● Dataset extract
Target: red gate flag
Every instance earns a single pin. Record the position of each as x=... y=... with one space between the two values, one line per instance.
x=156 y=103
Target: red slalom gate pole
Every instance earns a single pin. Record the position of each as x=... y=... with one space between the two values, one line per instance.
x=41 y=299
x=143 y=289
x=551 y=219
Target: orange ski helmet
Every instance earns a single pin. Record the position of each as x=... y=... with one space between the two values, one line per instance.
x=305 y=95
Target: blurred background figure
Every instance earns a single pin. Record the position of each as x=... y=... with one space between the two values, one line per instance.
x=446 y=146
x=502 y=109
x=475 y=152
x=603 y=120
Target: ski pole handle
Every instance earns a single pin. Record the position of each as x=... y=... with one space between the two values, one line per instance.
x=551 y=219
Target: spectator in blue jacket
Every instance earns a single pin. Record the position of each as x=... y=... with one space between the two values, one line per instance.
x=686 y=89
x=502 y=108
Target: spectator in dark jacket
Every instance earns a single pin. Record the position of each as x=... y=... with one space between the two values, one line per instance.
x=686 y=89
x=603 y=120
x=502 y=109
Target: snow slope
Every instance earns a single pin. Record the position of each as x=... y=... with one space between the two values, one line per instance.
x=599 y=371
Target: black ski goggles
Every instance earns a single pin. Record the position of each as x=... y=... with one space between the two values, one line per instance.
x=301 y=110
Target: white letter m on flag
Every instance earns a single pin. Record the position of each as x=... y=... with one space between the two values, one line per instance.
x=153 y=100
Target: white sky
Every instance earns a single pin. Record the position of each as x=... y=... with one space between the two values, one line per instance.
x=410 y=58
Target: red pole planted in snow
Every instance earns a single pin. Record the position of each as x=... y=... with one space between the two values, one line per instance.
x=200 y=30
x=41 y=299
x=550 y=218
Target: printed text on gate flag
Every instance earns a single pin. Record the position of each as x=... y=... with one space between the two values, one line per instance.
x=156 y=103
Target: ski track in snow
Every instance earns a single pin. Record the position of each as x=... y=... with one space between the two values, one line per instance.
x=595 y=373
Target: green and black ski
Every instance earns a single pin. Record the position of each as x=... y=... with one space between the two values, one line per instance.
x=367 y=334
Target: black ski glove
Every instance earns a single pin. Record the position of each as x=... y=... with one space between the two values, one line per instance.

● Task requirements
Please recast the whole listing above as a Markdown table with two columns, Number and Text, giving each line its own numbered row and leaving out blank lines.

● Answer
| Number | Text |
|---|---|
| 1 | Target: red gate flag |
| 2 | Every instance earns a single pin. Record the position of each as x=... y=... with one space between the two values, one line per instance. |
| 3 | x=156 y=103 |
| 4 | Target: red slalom gate pole |
| 5 | Every instance earns a single pin. Record the position of each as x=... y=... with one space between the two values, one line per instance. |
| 6 | x=41 y=299 |
| 7 | x=143 y=289 |
| 8 | x=551 y=219 |
| 9 | Target: orange ski helmet |
| 10 | Every instance earns a single pin. Record the position of each as x=... y=... with one space between the two values, one line per instance. |
| 11 | x=305 y=95 |
| 12 | Target: blurred background figure |
| 13 | Every instance earns a single pin. Record the position of each as x=... y=... with one space between the two values, one line per instance. |
| 14 | x=446 y=146 |
| 15 | x=502 y=109 |
| 16 | x=475 y=152 |
| 17 | x=603 y=120 |
| 18 | Target: ski pole handle |
| 19 | Every instance earns a single pin. Record the position of each as x=... y=... with one space between the two values, one line per instance. |
| 20 | x=551 y=219 |
| 21 | Target: spectator in blue jacket |
| 22 | Every instance earns a single pin. Record the position of each as x=... y=... with one space between the two values, one line per instance. |
| 23 | x=686 y=89 |
| 24 | x=502 y=108 |
| 25 | Target: spectator in dark jacket |
| 26 | Every instance earns a single pin. Record the position of each as x=... y=... with one space between the two values, one line per instance. |
| 27 | x=686 y=89 |
| 28 | x=603 y=120 |
| 29 | x=502 y=109 |
| 30 | Target: snow slope |
| 31 | Every instance earns a single pin. Record the position of each as x=... y=... with one space between the two values, one line per instance. |
| 32 | x=599 y=371 |
| 33 | Target: black ski goggles |
| 34 | Every instance earns a single pin. Record the position of each as x=... y=... with one space between the two values, one line per instance. |
| 35 | x=301 y=110 |
| 36 | Target: white letter m on flag |
| 37 | Every instance earns a single pin. Record the position of each as x=... y=... with one space between the two values, one line per instance. |
| 38 | x=153 y=100 |
| 39 | Target: white sky |
| 40 | Every instance earns a single pin. Record the position of each as x=... y=... with one space between the two values, one line per instance. |
| 41 | x=410 y=58 |
| 42 | Target: red pole planted in snow |
| 43 | Every instance earns a single pin. Record the position of each as x=... y=... with one space between the two values, one line per instance. |
| 44 | x=200 y=30 |
| 45 | x=41 y=299 |
| 46 | x=550 y=218 |
| 47 | Target: printed text on gate flag |
| 48 | Every instance earns a single pin. Record the position of each as x=... y=... with one space between the two values, one line per instance. |
| 49 | x=156 y=103 |
| 50 | Target: ski track in snow |
| 51 | Every instance earns a single pin. Record the position of each as x=... y=... with one space between the two values, one line per instance. |
| 52 | x=595 y=373 |
| 53 | Target: green and black ski |
| 54 | Every instance earns a single pin. Record the position of each as x=... y=... with one space between the two values, one line per instance. |
| 55 | x=367 y=334 |
| 56 | Target: black ski glove |
| 57 | Every instance earns a single pin. Record the position of each as x=... y=... with one space between the two values, one line per instance. |